■ DATA:
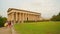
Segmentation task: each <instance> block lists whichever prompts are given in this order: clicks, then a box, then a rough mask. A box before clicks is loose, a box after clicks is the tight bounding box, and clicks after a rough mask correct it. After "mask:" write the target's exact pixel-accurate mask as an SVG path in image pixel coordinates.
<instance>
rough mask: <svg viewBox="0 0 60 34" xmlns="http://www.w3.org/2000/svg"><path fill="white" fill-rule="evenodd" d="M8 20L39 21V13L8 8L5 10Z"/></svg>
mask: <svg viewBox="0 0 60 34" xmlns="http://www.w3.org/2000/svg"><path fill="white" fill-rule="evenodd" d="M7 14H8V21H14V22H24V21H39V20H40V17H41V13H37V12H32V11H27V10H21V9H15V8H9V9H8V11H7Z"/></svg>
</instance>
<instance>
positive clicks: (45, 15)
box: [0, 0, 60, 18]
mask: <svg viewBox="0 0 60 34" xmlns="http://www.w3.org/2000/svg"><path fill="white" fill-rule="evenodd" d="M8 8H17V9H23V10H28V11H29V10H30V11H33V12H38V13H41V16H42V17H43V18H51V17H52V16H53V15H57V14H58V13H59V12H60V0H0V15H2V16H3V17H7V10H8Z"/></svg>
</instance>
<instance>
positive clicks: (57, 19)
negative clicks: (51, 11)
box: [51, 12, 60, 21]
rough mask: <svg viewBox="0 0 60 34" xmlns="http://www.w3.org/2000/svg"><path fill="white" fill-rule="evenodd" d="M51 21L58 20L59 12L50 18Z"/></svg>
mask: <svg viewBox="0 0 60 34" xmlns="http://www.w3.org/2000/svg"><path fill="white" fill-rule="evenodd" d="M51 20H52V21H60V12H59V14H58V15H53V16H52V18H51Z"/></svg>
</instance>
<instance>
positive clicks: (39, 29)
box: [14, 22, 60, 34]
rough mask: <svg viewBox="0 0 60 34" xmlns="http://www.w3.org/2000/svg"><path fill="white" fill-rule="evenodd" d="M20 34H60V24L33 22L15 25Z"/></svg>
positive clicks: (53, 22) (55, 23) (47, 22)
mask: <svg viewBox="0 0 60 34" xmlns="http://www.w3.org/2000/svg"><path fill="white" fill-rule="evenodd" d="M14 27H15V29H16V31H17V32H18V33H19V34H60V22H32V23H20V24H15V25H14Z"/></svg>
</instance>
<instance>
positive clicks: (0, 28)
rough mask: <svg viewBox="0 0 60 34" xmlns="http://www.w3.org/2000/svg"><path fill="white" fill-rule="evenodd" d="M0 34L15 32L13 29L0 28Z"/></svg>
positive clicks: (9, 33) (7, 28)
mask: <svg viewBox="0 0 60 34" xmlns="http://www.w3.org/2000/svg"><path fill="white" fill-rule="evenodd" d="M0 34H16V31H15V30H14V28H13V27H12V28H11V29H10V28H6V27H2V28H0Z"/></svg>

==

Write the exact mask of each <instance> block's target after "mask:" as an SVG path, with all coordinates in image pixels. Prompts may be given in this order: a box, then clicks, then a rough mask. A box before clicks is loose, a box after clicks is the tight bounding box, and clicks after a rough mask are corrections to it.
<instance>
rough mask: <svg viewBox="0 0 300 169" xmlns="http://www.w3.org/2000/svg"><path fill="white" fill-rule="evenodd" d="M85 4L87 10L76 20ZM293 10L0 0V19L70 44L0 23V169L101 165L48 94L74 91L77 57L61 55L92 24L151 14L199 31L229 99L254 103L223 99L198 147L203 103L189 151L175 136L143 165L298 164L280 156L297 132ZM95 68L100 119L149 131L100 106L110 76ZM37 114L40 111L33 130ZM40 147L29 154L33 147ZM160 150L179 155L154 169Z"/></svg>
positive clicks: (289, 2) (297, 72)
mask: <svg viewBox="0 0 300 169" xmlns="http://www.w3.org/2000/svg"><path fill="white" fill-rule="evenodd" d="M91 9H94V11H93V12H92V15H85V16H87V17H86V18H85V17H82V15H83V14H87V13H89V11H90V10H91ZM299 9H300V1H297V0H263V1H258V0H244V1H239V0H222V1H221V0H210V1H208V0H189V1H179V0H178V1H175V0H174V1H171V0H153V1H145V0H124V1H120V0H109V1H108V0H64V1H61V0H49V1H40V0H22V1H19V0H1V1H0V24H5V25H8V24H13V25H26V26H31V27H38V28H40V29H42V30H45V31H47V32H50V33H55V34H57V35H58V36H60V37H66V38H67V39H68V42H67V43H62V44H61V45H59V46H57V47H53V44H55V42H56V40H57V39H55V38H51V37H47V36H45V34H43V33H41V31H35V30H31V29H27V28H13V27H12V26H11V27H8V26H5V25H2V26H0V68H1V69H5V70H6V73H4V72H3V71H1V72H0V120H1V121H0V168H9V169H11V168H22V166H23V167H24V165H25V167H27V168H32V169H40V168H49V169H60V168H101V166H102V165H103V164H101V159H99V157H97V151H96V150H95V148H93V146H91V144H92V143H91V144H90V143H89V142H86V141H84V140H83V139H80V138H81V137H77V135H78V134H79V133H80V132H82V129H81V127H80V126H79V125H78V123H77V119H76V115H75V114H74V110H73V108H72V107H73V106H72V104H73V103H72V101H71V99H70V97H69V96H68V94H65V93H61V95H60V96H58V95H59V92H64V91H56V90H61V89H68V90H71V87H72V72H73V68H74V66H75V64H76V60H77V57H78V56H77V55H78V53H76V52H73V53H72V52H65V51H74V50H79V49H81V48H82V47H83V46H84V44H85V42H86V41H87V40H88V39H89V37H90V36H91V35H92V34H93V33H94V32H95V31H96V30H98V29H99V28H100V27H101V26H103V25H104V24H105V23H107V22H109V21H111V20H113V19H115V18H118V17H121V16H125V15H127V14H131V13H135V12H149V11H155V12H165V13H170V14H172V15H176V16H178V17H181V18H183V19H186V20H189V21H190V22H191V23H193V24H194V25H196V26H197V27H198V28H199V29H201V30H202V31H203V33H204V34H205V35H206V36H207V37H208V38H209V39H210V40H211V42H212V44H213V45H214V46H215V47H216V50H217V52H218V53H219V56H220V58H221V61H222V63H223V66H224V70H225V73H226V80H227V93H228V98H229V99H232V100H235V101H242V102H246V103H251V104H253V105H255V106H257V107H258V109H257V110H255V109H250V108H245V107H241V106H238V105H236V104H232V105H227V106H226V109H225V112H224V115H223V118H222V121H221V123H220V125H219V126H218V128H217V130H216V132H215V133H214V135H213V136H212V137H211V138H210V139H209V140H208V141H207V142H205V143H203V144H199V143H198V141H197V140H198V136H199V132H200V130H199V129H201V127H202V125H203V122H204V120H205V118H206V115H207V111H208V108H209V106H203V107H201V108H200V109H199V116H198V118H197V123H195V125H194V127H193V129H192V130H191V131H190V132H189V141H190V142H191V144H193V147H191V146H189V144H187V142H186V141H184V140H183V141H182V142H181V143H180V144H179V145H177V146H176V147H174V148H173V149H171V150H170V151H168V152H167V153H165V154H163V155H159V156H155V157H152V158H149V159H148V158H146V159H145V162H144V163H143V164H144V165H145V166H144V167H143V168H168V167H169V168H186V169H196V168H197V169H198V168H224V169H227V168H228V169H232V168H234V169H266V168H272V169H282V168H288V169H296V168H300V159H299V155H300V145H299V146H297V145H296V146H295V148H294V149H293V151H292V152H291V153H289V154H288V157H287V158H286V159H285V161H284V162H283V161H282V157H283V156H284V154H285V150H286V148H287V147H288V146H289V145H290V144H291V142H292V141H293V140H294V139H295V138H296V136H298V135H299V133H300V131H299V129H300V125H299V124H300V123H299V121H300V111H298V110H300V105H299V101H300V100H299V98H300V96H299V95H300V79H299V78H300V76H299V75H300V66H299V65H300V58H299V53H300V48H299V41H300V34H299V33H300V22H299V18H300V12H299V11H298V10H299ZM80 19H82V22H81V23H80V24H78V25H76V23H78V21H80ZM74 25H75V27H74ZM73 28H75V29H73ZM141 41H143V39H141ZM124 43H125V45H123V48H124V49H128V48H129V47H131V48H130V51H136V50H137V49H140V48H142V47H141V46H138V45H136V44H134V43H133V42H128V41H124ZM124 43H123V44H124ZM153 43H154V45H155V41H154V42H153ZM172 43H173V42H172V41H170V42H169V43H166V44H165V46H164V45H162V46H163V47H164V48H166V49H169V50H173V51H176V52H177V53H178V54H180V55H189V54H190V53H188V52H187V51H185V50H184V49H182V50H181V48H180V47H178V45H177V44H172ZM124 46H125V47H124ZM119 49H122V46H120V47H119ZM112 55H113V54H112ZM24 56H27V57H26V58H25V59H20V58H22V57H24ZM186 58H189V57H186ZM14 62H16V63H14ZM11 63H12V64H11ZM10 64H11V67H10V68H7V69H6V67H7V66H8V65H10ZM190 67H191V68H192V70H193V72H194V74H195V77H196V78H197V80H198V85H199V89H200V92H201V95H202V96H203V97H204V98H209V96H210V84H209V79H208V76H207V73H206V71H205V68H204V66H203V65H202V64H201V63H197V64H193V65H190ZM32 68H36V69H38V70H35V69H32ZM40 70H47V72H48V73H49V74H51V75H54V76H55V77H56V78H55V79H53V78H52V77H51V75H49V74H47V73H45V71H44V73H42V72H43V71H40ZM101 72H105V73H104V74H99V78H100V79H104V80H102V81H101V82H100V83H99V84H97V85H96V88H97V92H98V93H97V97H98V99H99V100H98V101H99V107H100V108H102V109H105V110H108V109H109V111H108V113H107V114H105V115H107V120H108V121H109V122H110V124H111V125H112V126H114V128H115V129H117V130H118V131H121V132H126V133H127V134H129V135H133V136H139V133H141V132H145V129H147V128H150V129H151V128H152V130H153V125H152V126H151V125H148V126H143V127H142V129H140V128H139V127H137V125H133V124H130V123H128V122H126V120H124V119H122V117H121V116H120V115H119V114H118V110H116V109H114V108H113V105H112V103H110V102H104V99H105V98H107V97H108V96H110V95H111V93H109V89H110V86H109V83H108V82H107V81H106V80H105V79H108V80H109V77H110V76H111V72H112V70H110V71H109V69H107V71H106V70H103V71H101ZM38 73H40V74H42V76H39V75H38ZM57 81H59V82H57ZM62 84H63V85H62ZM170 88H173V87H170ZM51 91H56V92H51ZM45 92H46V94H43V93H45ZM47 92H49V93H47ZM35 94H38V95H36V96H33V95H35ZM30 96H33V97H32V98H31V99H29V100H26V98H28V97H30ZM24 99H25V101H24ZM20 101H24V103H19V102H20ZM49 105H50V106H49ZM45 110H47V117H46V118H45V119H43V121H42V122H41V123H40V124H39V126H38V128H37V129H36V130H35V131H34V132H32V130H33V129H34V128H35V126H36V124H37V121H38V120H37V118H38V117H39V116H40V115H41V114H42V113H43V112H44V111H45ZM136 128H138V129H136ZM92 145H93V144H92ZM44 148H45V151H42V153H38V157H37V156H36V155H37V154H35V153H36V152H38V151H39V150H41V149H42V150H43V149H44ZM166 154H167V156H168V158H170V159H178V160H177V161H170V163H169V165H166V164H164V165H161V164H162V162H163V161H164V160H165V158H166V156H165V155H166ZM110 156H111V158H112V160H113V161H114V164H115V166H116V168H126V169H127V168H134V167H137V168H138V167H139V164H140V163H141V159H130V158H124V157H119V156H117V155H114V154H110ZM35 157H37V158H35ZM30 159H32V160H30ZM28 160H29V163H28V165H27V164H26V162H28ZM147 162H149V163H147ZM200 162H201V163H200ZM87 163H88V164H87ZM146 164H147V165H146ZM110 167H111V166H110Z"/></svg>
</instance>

■ WORK TO COMPLETE: List every line from the entries above in which "bounding" appears.

■ TASK ANSWER:
Segmentation task: each <instance> block lists whichever prompts are given in this order: clicks, then a box, then a rough mask. A box before clicks is loose, a box after clicks is the tight bounding box, and clicks after a rough mask correct it. After "mask:" write the target's exact pixel-accurate mask as an SVG path in image pixel coordinates.
Write the exact mask of each <instance> block's target after "mask:" as an SVG path, with all coordinates in image pixels. Prompts may be given in this order: a box, then clicks, then a rough mask. A box before clicks is loose, a box after clicks is the tight bounding box, and clicks after a rough mask are corrections to it.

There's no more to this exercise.